[[ Supplied records, beginning ]]
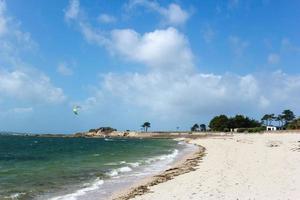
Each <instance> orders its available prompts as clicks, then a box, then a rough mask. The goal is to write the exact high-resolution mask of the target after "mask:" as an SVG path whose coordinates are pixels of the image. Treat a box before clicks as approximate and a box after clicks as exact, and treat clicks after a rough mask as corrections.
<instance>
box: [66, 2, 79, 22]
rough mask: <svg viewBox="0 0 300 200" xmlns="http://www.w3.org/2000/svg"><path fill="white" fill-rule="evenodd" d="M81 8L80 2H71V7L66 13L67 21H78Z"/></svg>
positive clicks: (69, 6) (68, 8) (69, 7)
mask: <svg viewBox="0 0 300 200" xmlns="http://www.w3.org/2000/svg"><path fill="white" fill-rule="evenodd" d="M79 7H80V2H79V0H70V2H69V7H68V8H67V10H66V11H65V19H66V20H70V19H76V18H77V17H78V15H79Z"/></svg>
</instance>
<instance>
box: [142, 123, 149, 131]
mask: <svg viewBox="0 0 300 200" xmlns="http://www.w3.org/2000/svg"><path fill="white" fill-rule="evenodd" d="M141 127H142V128H144V131H145V132H147V131H148V128H150V127H151V123H150V122H144V124H143V125H142V126H141Z"/></svg>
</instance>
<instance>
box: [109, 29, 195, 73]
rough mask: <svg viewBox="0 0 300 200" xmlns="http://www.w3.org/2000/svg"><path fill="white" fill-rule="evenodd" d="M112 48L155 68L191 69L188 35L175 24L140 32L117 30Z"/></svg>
mask: <svg viewBox="0 0 300 200" xmlns="http://www.w3.org/2000/svg"><path fill="white" fill-rule="evenodd" d="M109 48H110V49H111V50H113V51H114V52H116V53H118V54H120V55H122V56H125V57H126V58H128V59H130V60H133V61H136V62H140V63H142V64H145V65H147V66H149V67H151V68H152V69H155V70H164V71H166V70H167V71H170V70H171V71H177V70H184V71H185V72H186V71H189V70H192V68H193V54H192V52H191V50H190V48H189V44H188V41H187V39H186V38H185V36H184V35H183V34H181V33H180V32H178V31H177V30H176V29H174V28H167V29H162V30H155V31H153V32H148V33H145V34H144V35H140V34H139V33H137V32H136V31H134V30H132V29H123V30H113V31H112V32H111V39H110V45H109Z"/></svg>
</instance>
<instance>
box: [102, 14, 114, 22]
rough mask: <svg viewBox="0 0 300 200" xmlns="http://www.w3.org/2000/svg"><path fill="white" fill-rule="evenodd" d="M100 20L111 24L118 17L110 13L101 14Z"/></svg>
mask: <svg viewBox="0 0 300 200" xmlns="http://www.w3.org/2000/svg"><path fill="white" fill-rule="evenodd" d="M98 21H99V22H101V23H104V24H111V23H114V22H116V21H117V19H116V18H115V17H114V16H111V15H108V14H101V15H99V17H98Z"/></svg>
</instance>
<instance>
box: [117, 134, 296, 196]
mask: <svg viewBox="0 0 300 200" xmlns="http://www.w3.org/2000/svg"><path fill="white" fill-rule="evenodd" d="M191 142H192V143H195V144H198V145H200V146H204V147H205V152H204V155H205V156H203V161H202V162H201V163H199V164H200V165H198V167H195V168H196V170H192V171H189V173H184V174H181V175H180V176H174V177H173V178H171V179H168V180H167V181H162V182H160V183H159V184H153V185H149V184H148V185H145V187H144V189H145V192H143V191H141V193H140V194H138V195H132V196H131V197H130V196H128V195H127V198H124V199H132V200H158V199H164V200H172V199H209V200H215V199H220V200H221V199H222V200H223V199H225V200H231V199H299V198H298V197H299V195H300V192H299V191H300V168H299V164H300V159H299V152H300V132H298V133H297V134H294V133H291V134H286V133H284V134H280V133H279V134H235V135H234V136H233V137H226V136H225V137H205V138H201V139H195V140H192V141H191ZM150 186H151V187H150ZM142 189H143V188H142ZM141 195H142V196H141ZM117 200H119V199H117ZM120 200H123V199H120Z"/></svg>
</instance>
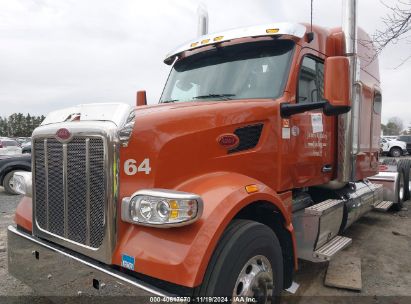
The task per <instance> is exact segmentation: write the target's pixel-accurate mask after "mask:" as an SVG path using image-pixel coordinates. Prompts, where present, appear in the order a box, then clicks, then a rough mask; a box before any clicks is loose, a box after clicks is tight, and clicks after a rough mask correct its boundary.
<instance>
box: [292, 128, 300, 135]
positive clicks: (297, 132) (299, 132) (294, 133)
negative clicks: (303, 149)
mask: <svg viewBox="0 0 411 304" xmlns="http://www.w3.org/2000/svg"><path fill="white" fill-rule="evenodd" d="M299 134H300V128H299V127H297V126H293V127H292V128H291V135H292V136H298V135H299Z"/></svg>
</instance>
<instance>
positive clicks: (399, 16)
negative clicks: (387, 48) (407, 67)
mask: <svg viewBox="0 0 411 304" xmlns="http://www.w3.org/2000/svg"><path fill="white" fill-rule="evenodd" d="M381 3H382V4H383V5H384V6H385V7H386V8H387V9H388V13H387V14H386V15H385V17H383V18H382V21H383V24H384V27H383V29H382V30H377V31H375V33H374V35H373V37H372V40H373V42H374V46H375V49H376V52H377V54H379V53H381V51H382V50H383V49H384V48H385V47H387V46H388V45H389V44H396V43H398V42H399V41H400V40H406V41H407V42H411V41H410V40H409V38H410V36H409V35H408V34H409V32H410V30H411V0H397V1H396V4H394V5H388V4H386V3H385V2H383V1H381ZM409 59H411V55H410V56H409V57H407V58H406V59H405V60H403V61H402V62H401V64H400V65H399V66H401V65H402V64H403V63H404V62H406V61H407V60H409Z"/></svg>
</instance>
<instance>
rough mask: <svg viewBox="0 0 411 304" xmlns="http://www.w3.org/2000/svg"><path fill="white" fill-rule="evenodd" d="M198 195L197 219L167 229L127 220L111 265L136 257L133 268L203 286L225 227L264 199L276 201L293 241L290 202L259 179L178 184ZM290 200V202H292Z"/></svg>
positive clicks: (119, 233)
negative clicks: (236, 218) (133, 222)
mask: <svg viewBox="0 0 411 304" xmlns="http://www.w3.org/2000/svg"><path fill="white" fill-rule="evenodd" d="M250 184H255V185H257V186H258V188H259V192H256V193H252V194H248V193H247V192H246V190H245V186H247V185H250ZM176 190H179V191H185V192H191V193H195V194H198V195H200V196H201V197H202V199H203V201H204V211H203V215H202V217H201V218H200V219H199V220H198V221H197V222H195V223H193V224H191V225H188V226H184V227H176V228H169V229H159V228H152V227H144V226H139V225H133V224H128V225H127V228H126V229H125V230H124V229H123V231H121V233H119V237H120V238H119V240H118V245H117V248H116V251H115V253H114V256H113V261H112V262H113V264H117V265H121V256H122V254H127V255H131V256H133V257H134V258H135V271H136V272H138V273H142V274H145V275H147V276H150V277H154V278H157V279H161V280H164V281H168V282H172V283H175V284H178V285H183V286H186V287H196V286H198V285H200V284H201V282H202V280H203V277H204V274H205V271H206V269H207V265H208V262H209V260H210V258H211V255H212V253H213V251H214V248H215V247H216V244H217V242H218V240H219V239H220V236H221V234H222V233H223V231H224V229H225V228H226V227H227V225H228V224H229V222H230V221H231V220H232V219H233V218H234V216H235V215H236V214H237V213H238V212H239V211H240V210H241V209H242V208H244V207H245V206H247V205H249V204H251V203H253V202H256V201H266V202H271V203H272V204H273V205H275V206H276V207H277V208H278V209H279V210H280V212H281V213H282V215H283V217H284V219H285V228H286V229H287V230H288V231H290V233H291V235H292V238H293V243H294V244H295V239H294V231H293V227H292V224H291V218H290V212H289V211H288V210H289V209H288V208H289V207H290V206H287V205H285V204H284V202H283V200H282V199H281V197H280V196H279V195H278V194H277V193H275V192H274V191H273V190H272V189H270V188H269V187H267V186H266V185H264V184H262V183H261V182H259V181H257V180H255V179H253V178H250V177H247V176H244V175H241V174H238V173H229V172H215V173H208V174H205V175H202V176H199V177H196V178H193V179H191V180H189V181H186V182H184V183H183V184H181V185H179V186H177V187H176ZM290 204H291V201H290Z"/></svg>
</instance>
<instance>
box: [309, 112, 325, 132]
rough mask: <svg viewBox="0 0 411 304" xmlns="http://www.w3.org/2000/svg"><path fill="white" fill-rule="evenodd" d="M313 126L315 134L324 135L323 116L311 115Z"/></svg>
mask: <svg viewBox="0 0 411 304" xmlns="http://www.w3.org/2000/svg"><path fill="white" fill-rule="evenodd" d="M311 126H312V128H313V133H322V132H323V131H324V128H323V115H322V114H320V113H316V114H311Z"/></svg>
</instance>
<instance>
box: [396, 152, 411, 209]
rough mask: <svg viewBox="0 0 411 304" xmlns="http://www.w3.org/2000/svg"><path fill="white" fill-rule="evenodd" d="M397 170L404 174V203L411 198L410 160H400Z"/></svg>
mask: <svg viewBox="0 0 411 304" xmlns="http://www.w3.org/2000/svg"><path fill="white" fill-rule="evenodd" d="M398 168H400V169H402V170H403V172H404V201H407V200H409V199H410V198H411V189H410V188H411V180H410V179H411V160H410V159H401V160H400V161H398Z"/></svg>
[[ Supplied records, end ]]
» **Task description**
Gather every line in the rows above that contains the string "negative". Case matters.

» **Task answer**
negative clicks: (303, 149)
negative clicks: (387, 48) (407, 67)
negative clicks: (236, 218) (133, 222)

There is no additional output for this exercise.